Material provided:

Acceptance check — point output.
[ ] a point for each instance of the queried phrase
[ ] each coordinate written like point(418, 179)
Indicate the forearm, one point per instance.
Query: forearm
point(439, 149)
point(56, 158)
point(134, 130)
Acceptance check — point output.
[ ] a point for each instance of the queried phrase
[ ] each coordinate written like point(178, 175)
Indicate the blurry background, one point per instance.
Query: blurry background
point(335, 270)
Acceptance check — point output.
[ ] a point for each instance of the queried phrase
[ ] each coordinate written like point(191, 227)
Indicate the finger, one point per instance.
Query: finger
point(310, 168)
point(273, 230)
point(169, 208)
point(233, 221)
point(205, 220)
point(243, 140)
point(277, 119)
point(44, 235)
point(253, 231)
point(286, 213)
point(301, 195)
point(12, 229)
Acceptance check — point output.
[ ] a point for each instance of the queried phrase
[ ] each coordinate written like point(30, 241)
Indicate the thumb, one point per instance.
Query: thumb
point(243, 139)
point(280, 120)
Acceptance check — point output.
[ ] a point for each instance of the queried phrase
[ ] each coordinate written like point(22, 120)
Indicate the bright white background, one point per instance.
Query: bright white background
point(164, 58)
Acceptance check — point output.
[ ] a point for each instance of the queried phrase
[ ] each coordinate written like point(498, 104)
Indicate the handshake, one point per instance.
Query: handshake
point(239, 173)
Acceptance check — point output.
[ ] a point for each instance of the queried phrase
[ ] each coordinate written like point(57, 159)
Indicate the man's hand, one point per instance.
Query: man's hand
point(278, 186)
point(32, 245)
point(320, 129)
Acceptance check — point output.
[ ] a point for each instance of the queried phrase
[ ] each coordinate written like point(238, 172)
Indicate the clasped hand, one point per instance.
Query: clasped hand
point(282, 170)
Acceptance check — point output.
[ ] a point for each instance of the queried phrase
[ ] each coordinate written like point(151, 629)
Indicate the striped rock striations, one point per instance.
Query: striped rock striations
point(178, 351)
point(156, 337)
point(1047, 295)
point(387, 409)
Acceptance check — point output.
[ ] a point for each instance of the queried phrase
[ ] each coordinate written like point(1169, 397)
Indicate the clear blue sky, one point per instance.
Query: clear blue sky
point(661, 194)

What is required: Go through the records line by line, and copy each line that holds the string "Indicate".

Written answer:
Indicate the forearm, one point per instance.
Indicate the blurry background, one point per instance.
Indicate the finger, one point per instance.
Indicate the thumb, one point per instance.
Indicate the bright white background, one point per instance.
Indicate the handshake, one point per instance.
Indicate the man's hand, one point per instance.
Indicate the clasped hand, one point per instance.
Indicate the striped rock striations, one point per instance.
Indicate the clear blue sky, one point per instance.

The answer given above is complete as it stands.